Written tasks ->
A. Using the MOO encapsulation draft, explain why the proposed task scope counts as a drastic departure from current MOO access control.
B. For each statement, answer yes or no according to the MOO encapsulation draft, and quote the words of the draft that decide it.
(i) The existing v1.8.0p5 access control rests entirely on an operating system model.
(ii) Under the proposal, a task's scope would be the value of player.
(iii) The MOO community shares many generic objects.
C. According to the MOO encapsulation draft, on which mailing list were the concerns raised that enforced encapsulation would address?

Given passage ->
======

Here is a document I worked up the last time "verbing properties" was
addressed on this list...it's a proposal based very loosely on C++.  If
people have suggestions, I'd love to hear them.  If people express real
interest in using this in a production setting, I'll work on the hack as
soon as the debugger is stable....

Draft MOO Encapsulation Standard
v 0.1

PURPOSE
  The MOO encapsulation standard is designed to address a perceived
shortcoming in the MOO server's handling of access control.  The existing
(v1.8.0p5) MOO access control is based solely on an operating system
model.  Objects, properties, and verbs have owners and permission bits
very reminiscent of those found in a UNIX-like file system.  Current MOO
permission checking is designed to maintain security in a multi-user
environment.
  MOO should, however, be viewed as a programming language as well.  The
MOO programming language has no practical method of enforcing
encapsulation.  This lack of enforcable encapsulation has produced
several unfortunate side effects.  Most notable among these is a lack of
"reusable objects".  One of the chief advantages cited for object-
oriented programming is the reusability of code in an OO environment.  It
is worth noting that there are virtually no generic objects being shared
by the MOO community.  Generally, interdependent groups blocks of objects
(cores) are created; this seems to violate the spirit of object-oriented
programming.

  Enforced encapsulation would address several concerns raised on the
MOO-Cows mailing list.  It includes support for verb "overridability"
control.  It would also serve as a solution for those programmers who
wanted to "verb properties"--that is, force all property access to go
through MOO verbs.  In fact, the features mentioned here (many of which
are admittedly based on C++) represent a feasible solution to the very
real problem noticed by the people interested in verbing properties.

SCOPE
  Under the proposed encapsulation modifications, all tasks would have a
scope associated with them.  This scope would be the object on which the
currently running verb *is defined*--NOT the value of this, and
definitely not the value of player.  Note that this represents a drastic
departure from current MOO access control methods, which operate based on
the player 'responsible' for a given task.  The ability to run a task
under a non-standard scope is addressed later in this document.

======

Extracted records ->
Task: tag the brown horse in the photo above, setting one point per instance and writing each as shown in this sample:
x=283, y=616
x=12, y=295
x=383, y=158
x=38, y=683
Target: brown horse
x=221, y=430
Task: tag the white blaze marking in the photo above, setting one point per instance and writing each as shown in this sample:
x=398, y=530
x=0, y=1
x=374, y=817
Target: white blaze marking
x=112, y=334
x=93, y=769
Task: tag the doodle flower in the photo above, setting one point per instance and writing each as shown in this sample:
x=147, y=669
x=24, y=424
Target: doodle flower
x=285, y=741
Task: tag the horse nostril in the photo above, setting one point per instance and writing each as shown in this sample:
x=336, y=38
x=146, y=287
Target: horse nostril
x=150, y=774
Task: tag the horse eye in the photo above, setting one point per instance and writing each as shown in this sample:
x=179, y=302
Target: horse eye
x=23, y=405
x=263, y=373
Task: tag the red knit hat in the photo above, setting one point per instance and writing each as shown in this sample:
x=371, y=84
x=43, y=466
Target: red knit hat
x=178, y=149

======

Replies ->
A. Under the proposal, a task's scope would be the object on which the currently running verb is defined, not the value of this or of player. Current MOO access control instead operates on the player "responsible" for a given task, so scope would no longer follow the player.

B.
(i) Yes: "The existing (v1.8.0p5) MOO access control is based solely on an operating system model."
(ii) No: "NOT the value of this, and definitely not the value of player."
(iii) No: "there are virtually no generic objects being shared by the MOO community."

C. The MOO-Cows mailing list.